# TEXT SECTION
^^^^^^^^^^^^^^^^

A New Kind of News for a New Kind of Earth?

When I despair, I remember that all through history the way of truth and love has always won. There have been tyrants and murderers and for a time they seem invincible, but in the end, they always fall – think of it, always.                                                 Ghandi

I spent most of today watching the events in Boston as they unfolded on tv.  As I watched, I had many, meandering thoughts as I’m sure many of you did and do. My thoughts tend to go in many different and somewhat wild directions however as I tend to now view these events as to how they relate to the evolution and hopefully the potential ascension of our species.

I am one of those people who could be considered an “empath.”  I absorb other people’s and my own energy – often to my detriment.  I absorb it all and all the way around. In addition to weeping and grieving for victims of tragedy I also find myself wondering  about the pain of the person who everyone wants to hate. I wonder how the same God that creates our light can also create such darkness in our own kind.  I think about what it must be like to be that person who is borne with that ugliness inside of them – what that must feel like to be hated or to hate or to be the one to have THAT be your purpose and your legacy in life.  Why. When. How.  It cant feel very good to feel that way inside. Nor can it feel good to those who bore them or raised them.

Because of this I also have trouble watching the news, especially as it is often portrayed.  Too much incomprehension or sadness or fear outweighing the hopeful or funny or cheerful.   I absorb sad, bad, inhumane etc  and it affects me.  Its hard for me to sit with it or to understand it even though I know its part of the human condition.  I know I’m naïve but I have trouble with labels like “evil” because I fundamentally believe that everything derives from the same divinity. I think such labels scare us and separate us; they simplify things and keep us from asking some questions that might need to be asked to truly understand the necessity of souls such as these to be present on this planet.  I wonder what it is about this being human thing that we even need it anymore.  And why we are so transfixed by it.  Me too.

I tried really hard not to watch the Boston coverage on the first day because of this but like all of us was invariably and inexorably drawn in, especially today.

^^^^^^^^^^^^^^^^

Named object pointing entries
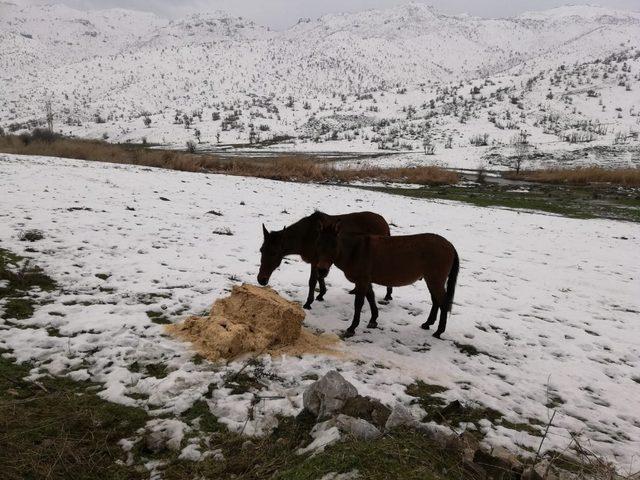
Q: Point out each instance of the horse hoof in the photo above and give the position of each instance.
(348, 333)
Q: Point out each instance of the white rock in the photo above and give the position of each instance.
(400, 417)
(328, 395)
(357, 427)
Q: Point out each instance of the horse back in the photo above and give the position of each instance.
(363, 223)
(402, 260)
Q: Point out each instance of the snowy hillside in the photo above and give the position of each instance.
(405, 78)
(545, 315)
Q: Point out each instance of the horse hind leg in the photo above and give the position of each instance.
(433, 314)
(323, 289)
(361, 292)
(388, 296)
(442, 324)
(313, 278)
(438, 296)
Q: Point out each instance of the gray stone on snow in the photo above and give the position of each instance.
(328, 395)
(400, 417)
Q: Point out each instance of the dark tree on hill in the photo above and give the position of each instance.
(49, 115)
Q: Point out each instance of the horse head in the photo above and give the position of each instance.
(271, 254)
(327, 247)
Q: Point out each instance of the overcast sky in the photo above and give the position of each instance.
(280, 14)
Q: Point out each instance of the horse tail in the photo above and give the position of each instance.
(451, 282)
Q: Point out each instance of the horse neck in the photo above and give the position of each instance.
(293, 239)
(347, 245)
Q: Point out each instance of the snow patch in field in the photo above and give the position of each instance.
(545, 315)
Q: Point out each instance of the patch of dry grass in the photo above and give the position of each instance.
(628, 177)
(297, 168)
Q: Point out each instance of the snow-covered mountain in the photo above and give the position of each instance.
(105, 70)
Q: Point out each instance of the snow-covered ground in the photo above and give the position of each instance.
(550, 303)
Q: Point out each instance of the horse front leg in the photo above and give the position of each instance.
(361, 292)
(313, 279)
(323, 289)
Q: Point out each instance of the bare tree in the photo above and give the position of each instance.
(521, 145)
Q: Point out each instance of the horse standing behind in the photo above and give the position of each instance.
(301, 238)
(392, 262)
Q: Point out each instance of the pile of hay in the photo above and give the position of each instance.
(252, 320)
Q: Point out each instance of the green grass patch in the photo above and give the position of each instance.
(206, 420)
(570, 201)
(158, 317)
(61, 429)
(21, 282)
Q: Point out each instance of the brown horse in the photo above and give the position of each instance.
(392, 262)
(301, 239)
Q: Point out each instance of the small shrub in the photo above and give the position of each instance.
(480, 140)
(31, 235)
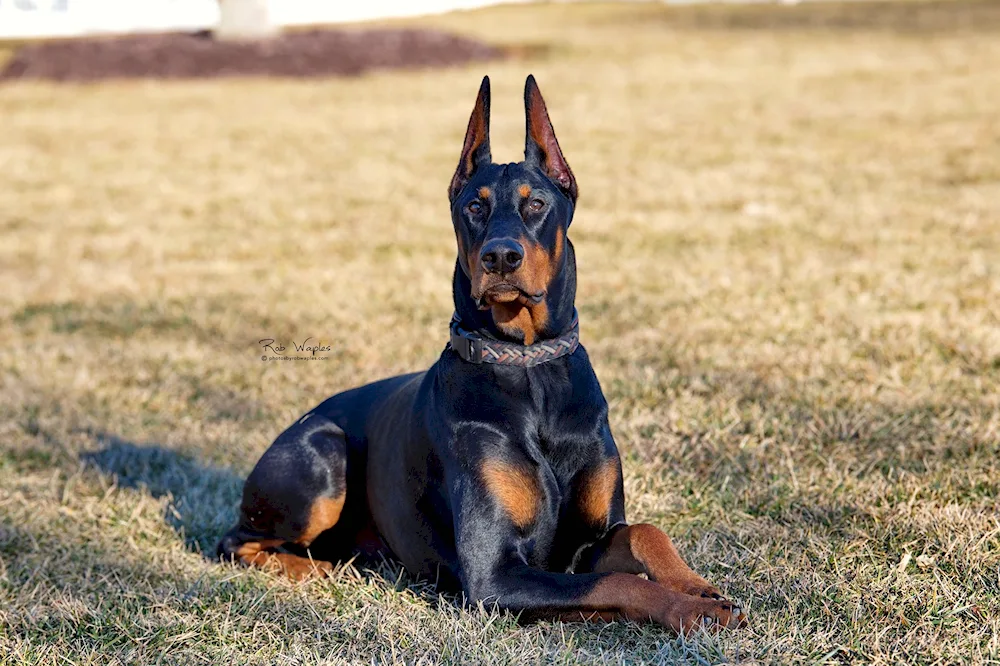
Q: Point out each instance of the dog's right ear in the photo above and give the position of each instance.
(476, 151)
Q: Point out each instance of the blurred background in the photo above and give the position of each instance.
(788, 243)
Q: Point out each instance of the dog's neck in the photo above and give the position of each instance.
(554, 314)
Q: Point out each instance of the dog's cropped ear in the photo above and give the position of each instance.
(541, 148)
(476, 151)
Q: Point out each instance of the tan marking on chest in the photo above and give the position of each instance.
(515, 488)
(596, 490)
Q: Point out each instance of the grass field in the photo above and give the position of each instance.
(788, 240)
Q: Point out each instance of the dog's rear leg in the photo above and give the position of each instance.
(295, 493)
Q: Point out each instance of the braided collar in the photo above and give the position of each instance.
(474, 348)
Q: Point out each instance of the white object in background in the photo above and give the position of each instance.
(22, 19)
(245, 19)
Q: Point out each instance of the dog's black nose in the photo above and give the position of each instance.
(502, 255)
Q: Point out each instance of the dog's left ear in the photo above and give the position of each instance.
(541, 148)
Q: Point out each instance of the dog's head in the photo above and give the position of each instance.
(511, 219)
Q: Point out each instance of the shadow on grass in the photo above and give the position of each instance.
(203, 500)
(202, 497)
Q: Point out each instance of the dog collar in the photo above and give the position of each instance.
(474, 348)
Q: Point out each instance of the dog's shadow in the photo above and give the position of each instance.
(202, 499)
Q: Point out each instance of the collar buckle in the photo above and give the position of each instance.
(467, 345)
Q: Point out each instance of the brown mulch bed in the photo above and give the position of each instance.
(294, 54)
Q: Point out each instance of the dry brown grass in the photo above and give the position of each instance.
(788, 243)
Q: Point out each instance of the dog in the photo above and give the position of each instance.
(494, 472)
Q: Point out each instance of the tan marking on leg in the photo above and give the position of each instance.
(324, 514)
(597, 489)
(515, 488)
(257, 554)
(643, 601)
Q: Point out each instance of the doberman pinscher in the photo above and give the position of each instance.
(494, 472)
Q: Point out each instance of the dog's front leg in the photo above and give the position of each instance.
(501, 506)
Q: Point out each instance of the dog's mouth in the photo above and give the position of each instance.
(505, 292)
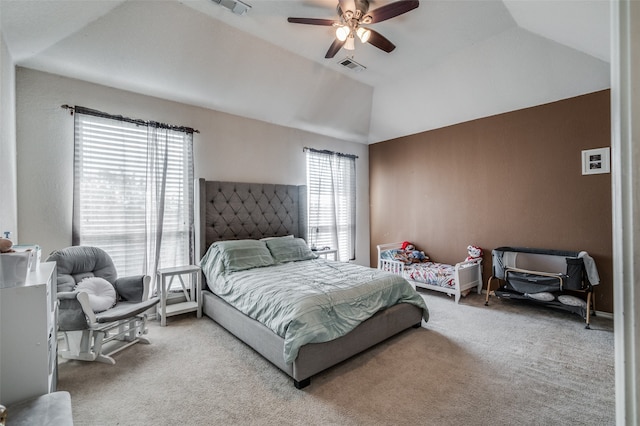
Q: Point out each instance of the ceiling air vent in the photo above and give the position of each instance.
(352, 65)
(236, 6)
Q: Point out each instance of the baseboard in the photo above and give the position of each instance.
(602, 314)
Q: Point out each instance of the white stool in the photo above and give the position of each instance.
(193, 294)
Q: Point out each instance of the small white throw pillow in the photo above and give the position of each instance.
(101, 293)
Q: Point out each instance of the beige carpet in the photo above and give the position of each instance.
(506, 364)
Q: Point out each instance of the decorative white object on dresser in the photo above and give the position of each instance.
(28, 360)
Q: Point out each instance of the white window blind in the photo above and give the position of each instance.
(331, 186)
(133, 189)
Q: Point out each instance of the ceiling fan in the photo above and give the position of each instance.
(351, 24)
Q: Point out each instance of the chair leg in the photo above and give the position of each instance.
(88, 345)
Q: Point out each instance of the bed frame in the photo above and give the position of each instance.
(468, 274)
(231, 210)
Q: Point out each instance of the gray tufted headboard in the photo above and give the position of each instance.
(235, 210)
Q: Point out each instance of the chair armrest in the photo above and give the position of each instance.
(134, 288)
(71, 315)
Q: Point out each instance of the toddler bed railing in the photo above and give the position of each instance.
(467, 275)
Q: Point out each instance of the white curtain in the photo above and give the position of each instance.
(133, 192)
(331, 186)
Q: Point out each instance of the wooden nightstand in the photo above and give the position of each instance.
(193, 293)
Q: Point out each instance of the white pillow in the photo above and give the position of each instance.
(566, 299)
(101, 293)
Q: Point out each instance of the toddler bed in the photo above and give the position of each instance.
(455, 280)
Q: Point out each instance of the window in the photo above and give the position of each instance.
(331, 186)
(133, 191)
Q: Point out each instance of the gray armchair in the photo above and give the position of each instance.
(85, 331)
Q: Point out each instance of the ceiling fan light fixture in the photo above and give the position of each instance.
(350, 44)
(342, 33)
(363, 34)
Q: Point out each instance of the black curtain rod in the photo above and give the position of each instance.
(96, 113)
(326, 151)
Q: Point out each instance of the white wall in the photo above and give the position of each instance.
(228, 147)
(8, 197)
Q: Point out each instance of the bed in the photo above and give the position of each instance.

^^^^^^^^^^^^^^^^

# EXERCISE REQUIREMENTS
**1)** List each line of the listing above that contains the word "curtain".
**2)** Pick up the essay on watching the Boston news coverage right after its final sentence, and continue it.

# RESPONSES BY TASK
**1)**
Q: Point out each instance of the white curtain in the photo above and give the position of each instance.
Q: Point out each instance of the black curtain rod in the photo above and give the position of each instance.

**2)**
But why is it?  Why are we so drawn in?  There is always the compelling stories of community and love and our being the best that we can be that come alongside the examples of the worst that we can be as human beings. We need this and each other and that sense of community amongst such horror.   But my question is this,  at this point in our species evolution, and after proving it time and time again, through tragic event after tragic event through tragic event, do we really still need such tragedy and terror to bring forth the inherent goodness and courageousness of people?  Do we really need bad things to happen to take stock, realize, appreciate and even celebrate?  Isnt there a way we can have all this goodness emerge – and more importantly report on goodness  -without the terror or the lost lives or the lost limbs to precede it.

I had this strong sense that came over me this morning that as a country and as a planet, maybe we are coming close to the time when we actually don’t need it anymore.  That we might actually be ready to ascend to a level where love can prevail purely on its own accord.

Or maybe I’m just an idealist.  Maybe I listen to too many John Lennon songs.  And read too many spiritual books.  Call me crazy.

Yes, I had this sense – or maybe it was just a mere wish – a yearning, even a pleading to the powers that orchestrate the gyrations of this planet that we are perhaps – please God –close to an end of the era where we need anymore examples of how well we respond to hate and fear to show us how well love.  We do it well. We know we do it well.  We don’t need the tests anymore.

It made me think of Ghandi’s quote above.  I wondered could we becoming close to a time where the tyrants and murderers fall for good?  A true “New Earth”.

I know we know how to love.  And how to love well.  I read and hear stories about it all the time. Stories about entrepeneurs creating businesses,  people volunteering,  non-profits being established, about writers, inventors, artists, innovators, donors doing good, and of ordinary people sacrificing their own lives to help one another.  So why aren’t we promoting these stories on the evening news with the same fervor and intensity as we do every major tragedy?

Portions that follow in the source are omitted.